_Task directions_
How many lines in the records contain the string "building"? Give only the number.

Stored entries:
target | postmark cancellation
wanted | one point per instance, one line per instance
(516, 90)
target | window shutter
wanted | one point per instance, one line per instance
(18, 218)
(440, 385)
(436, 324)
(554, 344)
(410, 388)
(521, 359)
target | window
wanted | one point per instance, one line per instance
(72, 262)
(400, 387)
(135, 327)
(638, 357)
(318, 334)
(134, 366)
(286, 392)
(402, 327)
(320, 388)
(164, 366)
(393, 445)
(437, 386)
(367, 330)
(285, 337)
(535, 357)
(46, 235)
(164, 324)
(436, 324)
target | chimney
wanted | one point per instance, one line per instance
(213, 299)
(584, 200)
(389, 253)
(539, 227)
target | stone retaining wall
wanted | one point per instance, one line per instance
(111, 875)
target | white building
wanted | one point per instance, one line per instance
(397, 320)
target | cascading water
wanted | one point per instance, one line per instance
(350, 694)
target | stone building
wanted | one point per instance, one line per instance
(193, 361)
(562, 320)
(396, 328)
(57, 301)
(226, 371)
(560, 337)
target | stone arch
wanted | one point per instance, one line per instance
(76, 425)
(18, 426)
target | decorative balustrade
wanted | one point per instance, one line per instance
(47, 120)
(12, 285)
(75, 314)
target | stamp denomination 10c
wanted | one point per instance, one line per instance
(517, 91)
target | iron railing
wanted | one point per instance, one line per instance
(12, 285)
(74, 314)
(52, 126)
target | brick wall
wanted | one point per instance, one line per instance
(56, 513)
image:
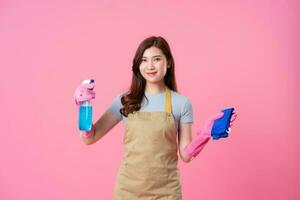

_The solution_
2